Data extracts START
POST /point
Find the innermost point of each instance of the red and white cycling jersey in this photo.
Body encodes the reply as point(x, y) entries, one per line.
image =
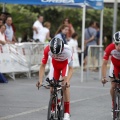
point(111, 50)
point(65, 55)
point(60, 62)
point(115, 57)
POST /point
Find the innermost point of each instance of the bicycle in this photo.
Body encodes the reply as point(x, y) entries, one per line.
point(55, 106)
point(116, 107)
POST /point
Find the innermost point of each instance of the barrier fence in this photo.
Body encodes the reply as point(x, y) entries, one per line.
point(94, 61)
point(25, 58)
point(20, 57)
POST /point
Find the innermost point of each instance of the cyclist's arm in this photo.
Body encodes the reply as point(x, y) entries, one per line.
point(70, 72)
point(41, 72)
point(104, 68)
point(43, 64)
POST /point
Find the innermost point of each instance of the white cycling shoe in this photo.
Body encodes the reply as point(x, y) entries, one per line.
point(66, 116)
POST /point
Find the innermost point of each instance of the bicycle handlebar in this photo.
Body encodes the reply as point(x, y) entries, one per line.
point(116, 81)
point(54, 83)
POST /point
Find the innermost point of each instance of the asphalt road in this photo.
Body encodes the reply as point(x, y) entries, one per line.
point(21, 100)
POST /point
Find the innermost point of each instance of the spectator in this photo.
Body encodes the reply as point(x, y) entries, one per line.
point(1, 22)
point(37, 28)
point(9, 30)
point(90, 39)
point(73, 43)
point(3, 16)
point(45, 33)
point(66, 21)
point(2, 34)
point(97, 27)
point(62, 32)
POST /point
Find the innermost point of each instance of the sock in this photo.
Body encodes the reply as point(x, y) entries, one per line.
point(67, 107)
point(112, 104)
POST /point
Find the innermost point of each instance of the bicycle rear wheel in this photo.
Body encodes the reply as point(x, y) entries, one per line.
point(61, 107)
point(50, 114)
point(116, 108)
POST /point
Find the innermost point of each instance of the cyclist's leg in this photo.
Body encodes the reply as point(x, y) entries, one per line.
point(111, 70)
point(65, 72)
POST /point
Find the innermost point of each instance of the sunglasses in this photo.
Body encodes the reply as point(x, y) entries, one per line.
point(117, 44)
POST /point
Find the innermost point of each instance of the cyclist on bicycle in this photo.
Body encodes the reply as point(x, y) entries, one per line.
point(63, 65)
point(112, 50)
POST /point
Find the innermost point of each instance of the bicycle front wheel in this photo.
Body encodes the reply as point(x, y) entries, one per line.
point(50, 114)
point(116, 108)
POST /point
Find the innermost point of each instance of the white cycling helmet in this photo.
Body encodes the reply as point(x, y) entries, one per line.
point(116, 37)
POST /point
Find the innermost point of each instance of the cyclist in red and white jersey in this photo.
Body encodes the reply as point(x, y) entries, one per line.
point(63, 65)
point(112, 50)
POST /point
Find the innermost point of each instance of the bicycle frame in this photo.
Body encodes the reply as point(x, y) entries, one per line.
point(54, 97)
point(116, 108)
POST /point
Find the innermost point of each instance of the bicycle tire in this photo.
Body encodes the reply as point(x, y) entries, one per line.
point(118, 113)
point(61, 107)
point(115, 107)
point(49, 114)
Data extracts END
Data extracts START
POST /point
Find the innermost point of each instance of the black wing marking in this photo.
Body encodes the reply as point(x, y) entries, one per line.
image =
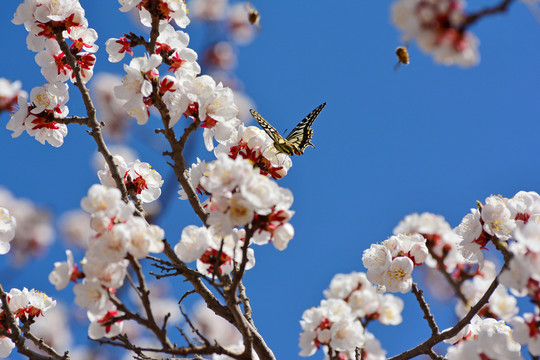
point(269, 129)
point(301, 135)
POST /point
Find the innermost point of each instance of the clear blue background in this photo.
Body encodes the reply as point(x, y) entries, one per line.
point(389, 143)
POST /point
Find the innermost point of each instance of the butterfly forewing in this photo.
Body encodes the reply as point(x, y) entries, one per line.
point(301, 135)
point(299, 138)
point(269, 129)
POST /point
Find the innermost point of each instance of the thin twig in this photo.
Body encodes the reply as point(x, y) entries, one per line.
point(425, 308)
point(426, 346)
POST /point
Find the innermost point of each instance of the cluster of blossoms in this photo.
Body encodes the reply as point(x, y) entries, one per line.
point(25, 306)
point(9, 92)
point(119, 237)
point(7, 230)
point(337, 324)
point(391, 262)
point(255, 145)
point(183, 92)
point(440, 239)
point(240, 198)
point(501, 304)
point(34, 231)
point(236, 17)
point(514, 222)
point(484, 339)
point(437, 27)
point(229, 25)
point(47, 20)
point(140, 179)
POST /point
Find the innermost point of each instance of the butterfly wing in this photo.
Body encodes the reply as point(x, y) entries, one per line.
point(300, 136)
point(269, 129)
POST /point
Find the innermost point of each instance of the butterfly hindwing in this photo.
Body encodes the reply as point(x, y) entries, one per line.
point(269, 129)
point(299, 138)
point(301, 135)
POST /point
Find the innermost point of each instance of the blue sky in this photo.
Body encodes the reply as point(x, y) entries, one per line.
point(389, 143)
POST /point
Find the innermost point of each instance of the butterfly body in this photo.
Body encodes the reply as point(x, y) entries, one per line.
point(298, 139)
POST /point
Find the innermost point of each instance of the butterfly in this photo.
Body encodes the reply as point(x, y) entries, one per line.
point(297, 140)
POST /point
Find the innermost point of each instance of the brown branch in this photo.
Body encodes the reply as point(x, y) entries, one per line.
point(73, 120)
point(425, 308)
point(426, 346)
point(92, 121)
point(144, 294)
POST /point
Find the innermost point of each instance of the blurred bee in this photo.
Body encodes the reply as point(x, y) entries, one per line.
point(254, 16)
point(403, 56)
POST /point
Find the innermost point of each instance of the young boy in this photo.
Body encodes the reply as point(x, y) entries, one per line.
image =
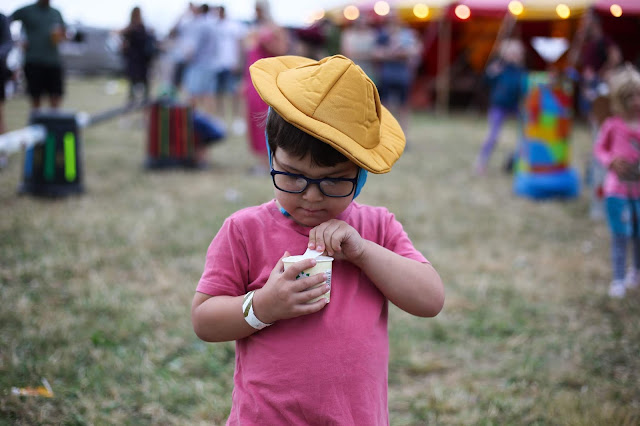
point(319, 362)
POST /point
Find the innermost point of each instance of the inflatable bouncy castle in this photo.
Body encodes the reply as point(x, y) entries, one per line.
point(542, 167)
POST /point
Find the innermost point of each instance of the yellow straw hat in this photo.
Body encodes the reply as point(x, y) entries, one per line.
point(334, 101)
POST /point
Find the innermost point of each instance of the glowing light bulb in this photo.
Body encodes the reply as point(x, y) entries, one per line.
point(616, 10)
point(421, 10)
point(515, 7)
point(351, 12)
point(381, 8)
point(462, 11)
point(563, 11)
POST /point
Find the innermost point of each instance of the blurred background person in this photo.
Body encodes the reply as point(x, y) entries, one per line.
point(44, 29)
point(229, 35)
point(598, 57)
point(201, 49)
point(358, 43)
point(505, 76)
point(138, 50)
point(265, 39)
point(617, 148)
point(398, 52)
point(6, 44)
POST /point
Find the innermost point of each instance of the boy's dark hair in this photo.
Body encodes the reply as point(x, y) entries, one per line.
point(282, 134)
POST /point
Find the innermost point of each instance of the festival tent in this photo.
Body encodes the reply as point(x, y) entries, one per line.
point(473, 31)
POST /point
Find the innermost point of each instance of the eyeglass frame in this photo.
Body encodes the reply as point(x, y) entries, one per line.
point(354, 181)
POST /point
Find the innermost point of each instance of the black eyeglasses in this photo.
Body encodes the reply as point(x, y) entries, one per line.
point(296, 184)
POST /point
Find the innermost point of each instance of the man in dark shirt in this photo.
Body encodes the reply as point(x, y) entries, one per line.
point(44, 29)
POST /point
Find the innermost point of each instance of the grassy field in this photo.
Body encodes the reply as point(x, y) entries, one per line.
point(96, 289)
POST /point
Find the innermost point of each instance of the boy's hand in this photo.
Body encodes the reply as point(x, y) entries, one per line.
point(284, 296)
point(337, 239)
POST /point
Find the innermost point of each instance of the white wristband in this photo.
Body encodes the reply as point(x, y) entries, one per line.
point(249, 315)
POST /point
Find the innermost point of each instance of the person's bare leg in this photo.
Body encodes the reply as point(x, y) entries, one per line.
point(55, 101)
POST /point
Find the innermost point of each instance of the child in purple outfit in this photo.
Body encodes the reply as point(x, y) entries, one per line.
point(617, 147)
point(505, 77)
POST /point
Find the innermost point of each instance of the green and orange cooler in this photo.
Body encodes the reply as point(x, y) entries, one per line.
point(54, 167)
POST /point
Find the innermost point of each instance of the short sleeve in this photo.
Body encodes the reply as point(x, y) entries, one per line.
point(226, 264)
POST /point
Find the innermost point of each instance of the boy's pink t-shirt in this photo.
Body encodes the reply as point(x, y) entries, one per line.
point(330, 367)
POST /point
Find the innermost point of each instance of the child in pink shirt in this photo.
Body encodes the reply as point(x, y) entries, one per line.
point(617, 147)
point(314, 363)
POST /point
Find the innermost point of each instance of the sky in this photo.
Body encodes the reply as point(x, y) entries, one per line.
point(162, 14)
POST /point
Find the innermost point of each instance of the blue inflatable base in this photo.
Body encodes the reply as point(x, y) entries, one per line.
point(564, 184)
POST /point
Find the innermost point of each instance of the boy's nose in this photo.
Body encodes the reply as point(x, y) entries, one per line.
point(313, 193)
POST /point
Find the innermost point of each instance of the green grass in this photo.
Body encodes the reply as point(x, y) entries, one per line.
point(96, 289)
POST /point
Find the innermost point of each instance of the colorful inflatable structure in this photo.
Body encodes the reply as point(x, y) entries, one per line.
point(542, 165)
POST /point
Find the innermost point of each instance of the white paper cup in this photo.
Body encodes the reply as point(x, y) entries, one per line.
Data extracts END
Lines above that include the string "wheel" need to be copied.

Find the innermost point of each instance of the bicycle rear wheel in this photo.
Find the innermost point of each instance of the bicycle front wheel in this photo.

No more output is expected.